--- START ---
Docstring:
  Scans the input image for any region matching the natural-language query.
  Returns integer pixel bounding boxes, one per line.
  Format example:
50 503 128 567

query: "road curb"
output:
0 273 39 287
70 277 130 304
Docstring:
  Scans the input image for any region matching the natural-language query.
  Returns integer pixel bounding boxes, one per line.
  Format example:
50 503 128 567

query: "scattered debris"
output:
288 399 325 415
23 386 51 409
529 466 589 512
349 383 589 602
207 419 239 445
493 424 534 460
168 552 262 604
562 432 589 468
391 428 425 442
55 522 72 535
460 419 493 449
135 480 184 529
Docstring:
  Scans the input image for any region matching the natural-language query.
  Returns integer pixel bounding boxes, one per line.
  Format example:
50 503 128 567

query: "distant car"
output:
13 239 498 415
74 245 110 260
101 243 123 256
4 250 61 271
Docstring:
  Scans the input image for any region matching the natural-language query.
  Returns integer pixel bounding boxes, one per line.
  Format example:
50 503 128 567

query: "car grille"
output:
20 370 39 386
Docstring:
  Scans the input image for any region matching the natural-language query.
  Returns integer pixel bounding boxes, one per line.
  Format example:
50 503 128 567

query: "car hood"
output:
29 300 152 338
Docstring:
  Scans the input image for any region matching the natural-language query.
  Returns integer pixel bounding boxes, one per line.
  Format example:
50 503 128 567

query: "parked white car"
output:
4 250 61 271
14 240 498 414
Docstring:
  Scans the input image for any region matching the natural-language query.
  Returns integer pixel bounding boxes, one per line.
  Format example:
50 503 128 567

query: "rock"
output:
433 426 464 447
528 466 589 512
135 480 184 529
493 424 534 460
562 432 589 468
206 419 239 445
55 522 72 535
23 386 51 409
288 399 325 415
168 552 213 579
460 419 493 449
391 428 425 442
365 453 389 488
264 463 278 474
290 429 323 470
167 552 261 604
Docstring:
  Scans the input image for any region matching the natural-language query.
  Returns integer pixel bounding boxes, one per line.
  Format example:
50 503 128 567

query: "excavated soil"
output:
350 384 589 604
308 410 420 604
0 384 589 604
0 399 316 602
--- END ---
*Problem requirements*. Can you reproduce the data from its first line up to and including the line with "14 240 498 414", requests and all, shifting every bounding-box coordinate in the answers by -100 and leaving the rest unchanged?

*Response to the exercise*.
Docstring:
  Scans the input image for any region matching the natural-language query.
  Returns integer pixel bounding boxes, one per line.
  Format example:
50 503 128 567

query: "road curb"
output:
-100 173 -61 187
-30 177 30 204
Docstring:
  Scans the input image for any region matching the natural-language query.
  Returns integer pixel bounding boxes, one per line.
  Format example:
50 503 128 567

query: "scattered debris"
output:
188 299 225 315
-77 286 -49 309
429 366 489 412
249 283 489 502
107 319 139 345
393 324 434 360
68 452 162 504
462 332 489 368
291 328 325 342
-45 422 -28 435
360 319 393 349
35 380 84 429
Docstring:
  Scans the input image for any region matching the natural-language query.
  Returns integer pixel bounding boxes, one per line.
  Format example:
50 503 128 567

query: "distant car"
output:
-87 139 398 315
-26 145 10 160
1 143 23 156
-96 150 -39 171
Docstring:
  Scans the input image for any region matching the natural-language query.
  Returns integer pixel bounding boxes, one per line.
  Format example:
50 503 128 567

query: "car grille"
output:
-80 270 -61 286
Docstring:
  Scans the input image for any region matching the natural-language query.
  Returns integer pixel bounding boxes, one per line.
  Format example:
50 503 128 567

query: "car hood"
output:
-71 200 52 238
Docstring:
  Scans the input image for any region matching the natural-language query.
  Returns integer pixel bounding boxes, one per line.
  Format example:
50 503 128 567

query: "parked white car"
output:
-96 150 -39 171
-86 140 398 314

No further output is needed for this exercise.